BEGIN Source text

Thursday, January 12, 2006

And In this corner, a weenie

Bobby here. I'm sick.

I know, you're asking yourself, “Why should I care? This is the Miss Melanoma site, not the little hairy monkey Bobby site.”

I’m hip.

But bear with me; it will all tie in, I promise. If not I’ll send each of you .80 cents, wait, $1.80, WAIT $11.80 (just ask Antonio, aka Tony, the crackhead in our neighborhood) (You know what, actually, just don’t ask).

Anyway, I have what feels like the flu. No, not the bird one, just the good ole’ fashioned flu flu.

The reason this is important to you (here comes the tie-in, get ready) is way back when we were finding out what was involved with this melanoma treatment thing a common response to how does the treatment affect you was “You feel like you have a BAD case of the flu”.

Now, I can tell you for sure that I feel like poop right now. And I know that it will go away in a few days if my flu follows standard flu practices.

I don’t want to talk to anyone, I don’t want to get out of bed, I don’t want to get messed with at all, much less go on about daily life.

Most of you know, hark back to the day when you were a little lad/lass and you had the flu, all you wanted to do was stay in bed in your underoos watching Scooby-Doo, sleep and feel miserable.

Now, our little Lori has been dealing with that for 5 months already and has until August when the treatment is done. We’re planning a huge “No More F’in Chemo” party in August btw. You’re invited!

Anyway, knowing how I feel with my mild flu and knowing that it’s probably 10 times worse for Lori on an every other day basis (one day of treatment, then a day off, lather/rinse/repeat) makes me realize how tough a little monkey she is.

It’s our little funny joke that it’s a good thing she has melanoma because I’m way too much of a sissy to go through it.

I’m going to tell you a story I’m not proud of. The other day Lori and I went and worked out for the first time since this whole business started. We both got on an elliptical runner machine.

END Source text
BEGIN Dataset excerpts

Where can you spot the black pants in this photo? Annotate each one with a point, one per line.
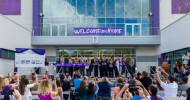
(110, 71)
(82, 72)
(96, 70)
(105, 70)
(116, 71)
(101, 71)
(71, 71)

END Dataset excerpts

Write out the whole blog entry about Bobby's flu again, word for word, from its date line to its last sentence.

Thursday, January 12, 2006

And In this corner, a weenie

Bobby here. I'm sick.

I know, you're asking yourself, “Why should I care? This is the Miss Melanoma site, not the little hairy monkey Bobby site.”

I’m hip.

But bear with me; it will all tie in, I promise. If not I’ll send each of you .80 cents, wait, $1.80, WAIT $11.80 (just ask Antonio, aka Tony, the crackhead in our neighborhood) (You know what, actually, just don’t ask).

Anyway, I have what feels like the flu. No, not the bird one, just the good ole’ fashioned flu flu.

The reason this is important to you (here comes the tie-in, get ready) is way back when we were finding out what was involved with this melanoma treatment thing a common response to how does the treatment affect you was “You feel like you have a BAD case of the flu”.

Now, I can tell you for sure that I feel like poop right now. And I know that it will go away in a few days if my flu follows standard flu practices.

I don’t want to talk to anyone, I don’t want to get out of bed, I don’t want to get messed with at all, much less go on about daily life.

Most of you know, hark back to the day when you were a little lad/lass and you had the flu, all you wanted to do was stay in bed in your underoos watching Scooby-Doo, sleep and feel miserable.

Now, our little Lori has been dealing with that for 5 months already and has until August when the treatment is done. We’re planning a huge “No More F’in Chemo” party in August btw. You’re invited!

Anyway, knowing how I feel with my mild flu and knowing that it’s probably 10 times worse for Lori on an every other day basis (one day of treatment, then a day off, lather/rinse/repeat) makes me realize how tough a little monkey she is.

It’s our little funny joke that it’s a good thing she has melanoma because I’m way too much of a sissy to go through it.

I’m going to tell you a story I’m not proud of. The other day Lori and I went and worked out for the first time since this whole business started. We both got on an elliptical runner machine.